En ese contexto la clase política sigue en el descrédito. No hay un discurso claro, ni unitario, en torno a la situación. No hay, en suma, gobernanza. Cuando fue fácil: «·todos en casa», parecía que funcionaba. Pero cuando ha quedado claro que el país debe seguir en marcha aunque incorporando normas de precaución sanitaria, incluyendo sistemas disciplinarios y de sanciones, ninguna administración política ha dado el paso adelante. Al contrario, nadie quiere asumir riesgos más allá de lo necesario.

La crisis vírica ha puesto en evidencia que la política parlamentaria se ha reducido a un consabido mecanismo electoral. Apenas hay reflexión sobre la gestión de los gobiernos, ni siquiera en los medios de comunicación, piezas fundamentales en esa tarea. Cuando, más que nunca, resulta necesario que la sociedad tenga buenos gobernantes y no políticos seductores, y mucho menos ventajistas.

Mantenemos un reduccionismo analítico que produce sonrojo. La demonización de Sánchez Ayuso por parte de la izquierda, por ejemplo, como si su incapacidad –de la que no dudo– fuera la única responsable del colapso sanitario que vive Madrid. Y lo mismo ocurre en sentido contrario, cuando la derecha niega a Pablo Iglesias cualquier iniciativa política. El país sigue aferrado a su corazón ideológico por más que sobre el Covid-19 tengamos un profundo desconocimiento.

[Registros de datos]:
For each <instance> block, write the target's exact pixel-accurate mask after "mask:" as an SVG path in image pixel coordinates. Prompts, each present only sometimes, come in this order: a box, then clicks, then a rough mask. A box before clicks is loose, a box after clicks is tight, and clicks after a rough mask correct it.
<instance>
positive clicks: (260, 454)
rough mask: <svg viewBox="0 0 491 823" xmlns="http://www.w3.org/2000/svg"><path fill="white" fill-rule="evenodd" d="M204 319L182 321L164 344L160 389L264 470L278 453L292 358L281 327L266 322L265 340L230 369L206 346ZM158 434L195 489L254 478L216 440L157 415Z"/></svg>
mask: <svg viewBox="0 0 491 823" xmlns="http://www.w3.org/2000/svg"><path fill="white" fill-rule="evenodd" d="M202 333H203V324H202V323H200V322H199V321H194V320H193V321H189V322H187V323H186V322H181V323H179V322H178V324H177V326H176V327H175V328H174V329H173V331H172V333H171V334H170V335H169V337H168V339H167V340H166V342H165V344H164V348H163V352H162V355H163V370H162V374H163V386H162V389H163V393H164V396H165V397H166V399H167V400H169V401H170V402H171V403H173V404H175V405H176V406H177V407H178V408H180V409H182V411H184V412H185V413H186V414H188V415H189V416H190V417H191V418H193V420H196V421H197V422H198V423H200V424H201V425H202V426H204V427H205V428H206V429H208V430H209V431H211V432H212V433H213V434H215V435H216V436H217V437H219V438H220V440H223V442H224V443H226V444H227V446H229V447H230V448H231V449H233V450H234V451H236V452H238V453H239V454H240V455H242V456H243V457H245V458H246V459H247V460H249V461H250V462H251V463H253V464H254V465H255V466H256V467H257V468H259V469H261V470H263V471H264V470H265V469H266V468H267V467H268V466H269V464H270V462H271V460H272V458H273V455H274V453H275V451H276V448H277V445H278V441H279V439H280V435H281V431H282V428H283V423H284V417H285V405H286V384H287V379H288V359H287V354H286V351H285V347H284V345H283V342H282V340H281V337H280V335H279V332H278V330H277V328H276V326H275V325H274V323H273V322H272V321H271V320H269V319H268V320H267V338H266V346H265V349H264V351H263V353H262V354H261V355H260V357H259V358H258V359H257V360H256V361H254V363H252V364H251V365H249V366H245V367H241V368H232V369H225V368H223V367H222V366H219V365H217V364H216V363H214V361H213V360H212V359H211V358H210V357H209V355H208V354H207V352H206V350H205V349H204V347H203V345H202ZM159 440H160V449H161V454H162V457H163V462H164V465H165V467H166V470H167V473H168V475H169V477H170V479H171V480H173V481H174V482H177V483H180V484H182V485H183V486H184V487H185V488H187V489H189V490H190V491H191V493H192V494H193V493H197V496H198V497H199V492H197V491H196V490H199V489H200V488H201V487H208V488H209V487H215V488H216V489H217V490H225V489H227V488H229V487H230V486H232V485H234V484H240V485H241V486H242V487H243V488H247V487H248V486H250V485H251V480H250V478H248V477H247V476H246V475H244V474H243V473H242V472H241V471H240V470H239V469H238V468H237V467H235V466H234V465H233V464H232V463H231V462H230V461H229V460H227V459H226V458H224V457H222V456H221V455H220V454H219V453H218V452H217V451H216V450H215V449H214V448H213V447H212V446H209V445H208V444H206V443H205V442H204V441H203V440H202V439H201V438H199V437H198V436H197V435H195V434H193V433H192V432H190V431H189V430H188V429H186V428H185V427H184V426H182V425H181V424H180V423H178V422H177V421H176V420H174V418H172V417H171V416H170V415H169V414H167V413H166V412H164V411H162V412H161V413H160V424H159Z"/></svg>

[Tarea]: Según el fragmento sobre la política ante la crisis vírica, ¿a qué se ha reducido la política parlamentaria?

[Solución]: A un consabido mecanismo electoral.